Mais l’Esprit Saint a fait voler en éclat cette barrière. Saint Pierre doit intégrer dans la communauté des croyants un païen converti : Corneille et sa famille. L’Évangile de Jésus Christ est pour tous, même pour ceux qui sont très loin. « Dieu ne fait pas de différence entre les hommes » (Ac 15,9). L’Esprit Saint se manifeste aussi chez les païens : les bouddhistes, les hindous, les musulmans, etc. Dans notre texte d’aujourd’hui, saint Pierre et Corneille – qui deviendra un saint lui aussi – sont tous les deux saisis par la puissance de l’Esprit et le centurion païen reçoit le baptême au nom de Jésus-Christ. C’est très important pour nous de le savoir, pour nous qui avons tendance à juger ceux qui ne sont pas de notre bord. Il y a des paroles méprisantes et blessantes qui sont un obstacle à l’annonce de l’Évangile. Nous oublions parfois que ces personnes ont la première place dans le cœur de Dieu. Elles sont son bien le plus précieux. En les rejetant, c’est contre Dieu que nous péchons.

La lettre de saint Jean (1 Jn 4,7-10) insiste fortement sur le grand commandement de l’amour : « Mes bien-aimés, aimons-nous les uns les autres puisque l’amour vient de Dieu ». Dans sa lettre, saint Jean emploie à dix reprises le verbe aimer ou le mot amour pour nous livrer son expérience intime de Dieu reçue du Christ : « Dieu est amour ». Accueillir son amour et en vivre est la voie authentique pour connaître Dieu.

Il est important pour nous d’entendre cet appel, surtout quand on est confronté aux divisions et aux disputes qui empoisonnent non seulement la vie chrétienne, mais aussi la vie familiale, celle des compagnons de travail ou des relations sociales ou paroissiales. L’amour du frère s’enracine dans l’amour dont Dieu nous aime. Il faut le dire et le redire : Dieu nous a aimés, il a aimé le monde pour que nous vivions de la vie divine. Il s’est offert en sacrifice pour le pardon des péchés. Il attend de nous une réponse qui soit à la mesure de son amour pour nous.

*Tâche*.
Dans l'extrait ci-dessus, combien de fois saint Jean emploie-t-il le verbe aimer ou le mot amour dans sa lettre, s'il vous plaît ?

*Données extraites*.
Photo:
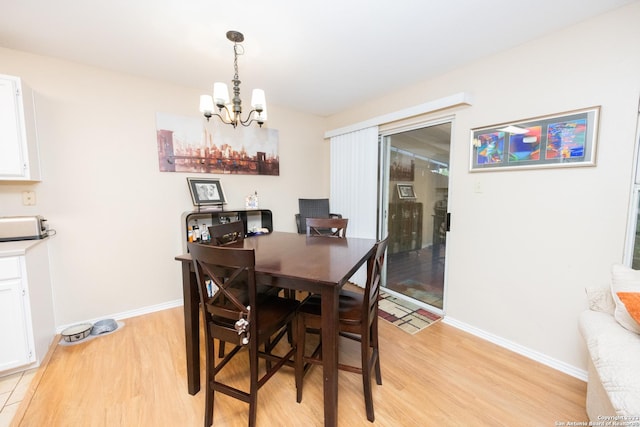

*Réponse rédigée*.
À dix reprises.